◆ **Written instruction**:
The required output consists solely of the lines from the line containing "Target: nose" through the end of the records, copied exactly.
◇ ◇ ◇ ◇
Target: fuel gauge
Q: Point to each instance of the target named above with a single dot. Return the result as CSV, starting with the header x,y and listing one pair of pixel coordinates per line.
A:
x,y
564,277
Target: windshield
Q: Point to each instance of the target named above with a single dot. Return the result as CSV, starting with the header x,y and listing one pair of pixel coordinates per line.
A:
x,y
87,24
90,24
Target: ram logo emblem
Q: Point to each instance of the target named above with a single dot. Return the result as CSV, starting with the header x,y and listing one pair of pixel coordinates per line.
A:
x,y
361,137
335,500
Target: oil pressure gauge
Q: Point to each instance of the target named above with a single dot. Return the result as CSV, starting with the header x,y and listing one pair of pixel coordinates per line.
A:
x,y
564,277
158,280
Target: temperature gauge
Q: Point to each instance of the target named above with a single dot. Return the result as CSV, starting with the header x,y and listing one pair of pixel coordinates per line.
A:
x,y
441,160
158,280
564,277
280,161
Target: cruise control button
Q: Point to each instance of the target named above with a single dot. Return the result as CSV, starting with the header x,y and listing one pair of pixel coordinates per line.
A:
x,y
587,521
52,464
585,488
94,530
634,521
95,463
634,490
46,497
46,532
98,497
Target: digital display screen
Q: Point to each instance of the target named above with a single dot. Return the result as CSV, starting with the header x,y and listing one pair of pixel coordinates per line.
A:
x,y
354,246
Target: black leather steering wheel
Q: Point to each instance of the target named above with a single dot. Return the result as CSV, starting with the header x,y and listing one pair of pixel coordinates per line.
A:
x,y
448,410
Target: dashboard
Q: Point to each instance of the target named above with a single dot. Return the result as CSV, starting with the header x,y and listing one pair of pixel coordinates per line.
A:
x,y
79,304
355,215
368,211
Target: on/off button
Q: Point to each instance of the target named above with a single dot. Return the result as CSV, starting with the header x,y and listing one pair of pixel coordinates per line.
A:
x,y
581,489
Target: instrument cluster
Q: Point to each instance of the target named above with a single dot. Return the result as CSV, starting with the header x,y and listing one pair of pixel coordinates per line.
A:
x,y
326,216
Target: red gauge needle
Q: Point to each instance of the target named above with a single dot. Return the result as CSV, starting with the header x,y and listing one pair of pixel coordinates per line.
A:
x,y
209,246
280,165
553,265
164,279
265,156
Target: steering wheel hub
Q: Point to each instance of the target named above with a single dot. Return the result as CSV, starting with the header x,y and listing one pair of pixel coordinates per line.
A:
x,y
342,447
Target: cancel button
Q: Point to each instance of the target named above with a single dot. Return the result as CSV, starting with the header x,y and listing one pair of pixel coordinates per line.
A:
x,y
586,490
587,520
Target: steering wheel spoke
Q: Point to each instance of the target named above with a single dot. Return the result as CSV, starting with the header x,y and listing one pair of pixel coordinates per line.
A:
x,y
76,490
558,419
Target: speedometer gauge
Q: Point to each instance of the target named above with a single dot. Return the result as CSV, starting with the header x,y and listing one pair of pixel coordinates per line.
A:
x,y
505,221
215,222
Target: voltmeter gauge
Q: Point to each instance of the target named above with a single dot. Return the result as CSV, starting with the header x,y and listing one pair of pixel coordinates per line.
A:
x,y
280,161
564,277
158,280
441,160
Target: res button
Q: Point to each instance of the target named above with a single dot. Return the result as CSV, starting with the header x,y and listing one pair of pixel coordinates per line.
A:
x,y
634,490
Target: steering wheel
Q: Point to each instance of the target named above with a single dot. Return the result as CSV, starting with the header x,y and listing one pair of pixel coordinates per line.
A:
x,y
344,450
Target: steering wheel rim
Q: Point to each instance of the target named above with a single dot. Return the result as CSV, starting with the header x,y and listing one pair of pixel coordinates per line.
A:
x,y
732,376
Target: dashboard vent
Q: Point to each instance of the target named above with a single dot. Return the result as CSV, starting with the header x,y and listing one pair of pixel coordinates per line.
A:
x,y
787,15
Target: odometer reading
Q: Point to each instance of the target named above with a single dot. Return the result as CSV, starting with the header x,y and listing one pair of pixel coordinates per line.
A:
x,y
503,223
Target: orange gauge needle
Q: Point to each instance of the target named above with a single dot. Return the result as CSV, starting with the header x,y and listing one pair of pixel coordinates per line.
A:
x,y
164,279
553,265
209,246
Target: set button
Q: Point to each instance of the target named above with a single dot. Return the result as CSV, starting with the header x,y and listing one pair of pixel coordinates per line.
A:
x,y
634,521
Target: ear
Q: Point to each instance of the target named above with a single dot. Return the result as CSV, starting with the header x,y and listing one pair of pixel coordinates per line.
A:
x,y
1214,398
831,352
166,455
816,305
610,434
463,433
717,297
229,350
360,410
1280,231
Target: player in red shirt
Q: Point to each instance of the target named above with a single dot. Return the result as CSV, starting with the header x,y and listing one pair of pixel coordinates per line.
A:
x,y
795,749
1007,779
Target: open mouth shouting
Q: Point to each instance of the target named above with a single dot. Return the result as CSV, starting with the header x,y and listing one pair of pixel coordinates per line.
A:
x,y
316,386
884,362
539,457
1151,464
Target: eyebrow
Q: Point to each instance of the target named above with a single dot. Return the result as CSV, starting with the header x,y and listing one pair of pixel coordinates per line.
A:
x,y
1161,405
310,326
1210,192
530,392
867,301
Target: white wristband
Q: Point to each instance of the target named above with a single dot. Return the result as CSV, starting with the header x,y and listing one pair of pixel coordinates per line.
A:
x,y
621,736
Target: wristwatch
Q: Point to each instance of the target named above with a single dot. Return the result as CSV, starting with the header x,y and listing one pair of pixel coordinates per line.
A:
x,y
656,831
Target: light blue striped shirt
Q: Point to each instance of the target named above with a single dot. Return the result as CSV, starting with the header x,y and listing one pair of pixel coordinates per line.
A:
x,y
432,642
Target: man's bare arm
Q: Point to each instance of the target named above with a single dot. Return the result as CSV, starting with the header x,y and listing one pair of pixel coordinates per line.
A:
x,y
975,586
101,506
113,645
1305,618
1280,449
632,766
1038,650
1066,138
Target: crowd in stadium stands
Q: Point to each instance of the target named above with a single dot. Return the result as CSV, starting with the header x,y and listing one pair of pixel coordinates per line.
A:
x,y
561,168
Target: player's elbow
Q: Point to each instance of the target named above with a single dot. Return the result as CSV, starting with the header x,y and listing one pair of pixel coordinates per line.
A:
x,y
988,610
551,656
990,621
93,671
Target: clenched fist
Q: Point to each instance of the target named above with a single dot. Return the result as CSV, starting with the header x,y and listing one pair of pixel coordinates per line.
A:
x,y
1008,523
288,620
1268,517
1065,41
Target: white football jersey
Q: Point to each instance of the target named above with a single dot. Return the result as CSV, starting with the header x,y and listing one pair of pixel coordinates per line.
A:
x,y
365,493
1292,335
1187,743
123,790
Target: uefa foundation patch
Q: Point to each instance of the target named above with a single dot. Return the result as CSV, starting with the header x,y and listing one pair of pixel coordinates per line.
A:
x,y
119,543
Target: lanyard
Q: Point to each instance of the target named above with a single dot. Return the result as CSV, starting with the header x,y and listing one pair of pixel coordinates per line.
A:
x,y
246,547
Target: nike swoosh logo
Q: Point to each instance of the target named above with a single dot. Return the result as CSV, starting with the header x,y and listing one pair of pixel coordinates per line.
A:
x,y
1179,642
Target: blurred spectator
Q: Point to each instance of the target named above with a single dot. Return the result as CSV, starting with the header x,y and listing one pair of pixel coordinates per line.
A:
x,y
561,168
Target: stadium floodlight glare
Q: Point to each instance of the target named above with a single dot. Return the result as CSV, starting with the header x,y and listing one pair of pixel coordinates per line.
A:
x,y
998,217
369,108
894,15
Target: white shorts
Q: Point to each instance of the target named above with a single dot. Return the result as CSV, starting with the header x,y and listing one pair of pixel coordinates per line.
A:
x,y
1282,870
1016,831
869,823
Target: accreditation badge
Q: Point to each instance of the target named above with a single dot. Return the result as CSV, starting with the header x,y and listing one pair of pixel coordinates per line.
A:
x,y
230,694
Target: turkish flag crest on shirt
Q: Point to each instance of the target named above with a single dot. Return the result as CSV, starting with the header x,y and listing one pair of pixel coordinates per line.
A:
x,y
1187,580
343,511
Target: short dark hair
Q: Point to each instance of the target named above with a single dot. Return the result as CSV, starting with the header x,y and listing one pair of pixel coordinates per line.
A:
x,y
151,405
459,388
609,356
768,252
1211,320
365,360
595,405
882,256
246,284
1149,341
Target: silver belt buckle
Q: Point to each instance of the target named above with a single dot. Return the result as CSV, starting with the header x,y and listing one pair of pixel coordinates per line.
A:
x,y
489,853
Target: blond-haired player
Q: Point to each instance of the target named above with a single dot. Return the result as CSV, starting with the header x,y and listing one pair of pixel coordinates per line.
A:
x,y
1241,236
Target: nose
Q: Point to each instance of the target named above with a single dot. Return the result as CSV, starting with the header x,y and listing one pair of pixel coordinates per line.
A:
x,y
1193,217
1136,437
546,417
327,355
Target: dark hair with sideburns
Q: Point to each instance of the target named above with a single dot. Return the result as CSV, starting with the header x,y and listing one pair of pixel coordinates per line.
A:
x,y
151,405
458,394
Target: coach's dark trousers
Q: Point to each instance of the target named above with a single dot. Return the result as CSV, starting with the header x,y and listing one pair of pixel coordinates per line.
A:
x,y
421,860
◇ ◇ ◇ ◇
◆ **Correct output**:
Target: nose
Q: Point to each instance of the target named above with a single dot. Return the result as CSV, starting with the header x,y and listing one pair of pixel coordinates per line.
A:
x,y
1193,217
1136,437
546,417
327,355
Target: dark hair with sideburns
Q: Point to each instance of the target named above with a single dot. Return the result as CSV, starting with the header x,y and listing one pair of pixel coordinates per line.
A:
x,y
151,405
458,394
Target: coach's dark trousers
Q: Point to each instance of the target named above with a single dot. Return the result as CSV, starting with the header x,y and listing one pair of pixel coordinates per line.
A:
x,y
421,860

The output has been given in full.